Excerpts of pointing data:
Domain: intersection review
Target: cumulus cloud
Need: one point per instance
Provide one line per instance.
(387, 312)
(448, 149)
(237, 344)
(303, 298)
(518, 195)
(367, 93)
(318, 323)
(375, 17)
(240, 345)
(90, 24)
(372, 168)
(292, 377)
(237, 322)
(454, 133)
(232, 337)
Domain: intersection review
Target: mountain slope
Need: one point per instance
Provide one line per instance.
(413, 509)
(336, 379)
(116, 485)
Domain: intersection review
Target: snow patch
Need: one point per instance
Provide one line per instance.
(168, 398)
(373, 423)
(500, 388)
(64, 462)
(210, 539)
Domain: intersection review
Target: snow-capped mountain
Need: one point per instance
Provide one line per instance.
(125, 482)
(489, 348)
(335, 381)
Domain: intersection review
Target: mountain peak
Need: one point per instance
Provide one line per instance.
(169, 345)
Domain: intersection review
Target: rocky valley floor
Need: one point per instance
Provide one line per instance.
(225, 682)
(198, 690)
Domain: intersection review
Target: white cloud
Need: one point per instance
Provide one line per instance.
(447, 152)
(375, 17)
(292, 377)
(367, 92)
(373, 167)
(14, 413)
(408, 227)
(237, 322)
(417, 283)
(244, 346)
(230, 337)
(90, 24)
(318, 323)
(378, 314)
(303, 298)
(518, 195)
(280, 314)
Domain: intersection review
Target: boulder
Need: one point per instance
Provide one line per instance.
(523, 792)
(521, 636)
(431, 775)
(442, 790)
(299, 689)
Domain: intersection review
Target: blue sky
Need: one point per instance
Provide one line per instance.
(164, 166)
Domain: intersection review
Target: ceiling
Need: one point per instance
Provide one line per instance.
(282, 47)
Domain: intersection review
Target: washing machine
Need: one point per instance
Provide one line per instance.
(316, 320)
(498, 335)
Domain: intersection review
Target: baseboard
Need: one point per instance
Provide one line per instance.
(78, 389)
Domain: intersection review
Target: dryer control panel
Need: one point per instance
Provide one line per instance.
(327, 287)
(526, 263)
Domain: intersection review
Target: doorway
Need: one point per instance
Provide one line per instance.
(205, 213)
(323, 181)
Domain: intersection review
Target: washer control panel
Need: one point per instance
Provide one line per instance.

# WHAT IS BEING ASKED
Output all of the data again, exactly.

# THE COMPLETED TASK
Domain: intersection review
Target: cumulus cloud
Need: one point per instance
Provide one line per instance.
(387, 312)
(448, 149)
(237, 344)
(303, 298)
(518, 195)
(367, 93)
(318, 323)
(375, 17)
(240, 345)
(90, 24)
(372, 168)
(292, 377)
(237, 322)
(454, 133)
(232, 337)
Domain: intersection review
Target: mountain slope
Need: one point per instance
Provide one line per instance.
(413, 509)
(336, 379)
(116, 485)
Domain: intersection review
Target: snow patch
Need: one point per instance
Provide one line per instance.
(168, 398)
(373, 423)
(500, 388)
(64, 462)
(210, 539)
Domain: intersection review
Target: snow-capped mountain
Need: one point per instance
Provide one line per instance.
(125, 482)
(489, 348)
(335, 381)
Domain: intersection review
Target: mountain peak
Need: one point per instance
Provide one line per instance.
(169, 345)
Domain: intersection review
Target: rocky valley floor
Need: one point per instance
Provide one line per instance.
(225, 682)
(198, 690)
Domain: intersection review
Target: white cloud
Need: one point per instance
Provide one line per instance.
(447, 152)
(375, 17)
(292, 377)
(367, 92)
(373, 167)
(14, 413)
(408, 227)
(237, 322)
(417, 283)
(244, 346)
(230, 337)
(90, 24)
(318, 323)
(378, 314)
(303, 298)
(518, 195)
(280, 314)
Domain: intersection review
Target: boulder
Need: one point per instance
Provide one line per instance.
(523, 792)
(521, 636)
(431, 775)
(442, 790)
(299, 689)
Domain: intersection review
Target: blue sky
Need: one point per instance
Provide one line per instance.
(164, 166)
Domain: intersection review
Target: ceiling
Need: one point per instance
Provide one line per instance.
(282, 47)
Domain: intersection review
Target: washing machine
Need: one point per instance
Provide one line per instance.
(316, 320)
(498, 335)
Domain: intersection review
Target: baseboard
Need: one point per instance
Provide one line per instance.
(78, 389)
Domain: intersection review
Target: dryer control panel
Need: one point per instance
Provide one line per instance.
(327, 287)
(526, 263)
Domain: intersection review
Target: doorway
Need: one point per instance
Provide one line per instance.
(205, 213)
(323, 181)
Domain: intersection review
Target: washer control panel
Need: one point per instance
Provide one line per instance.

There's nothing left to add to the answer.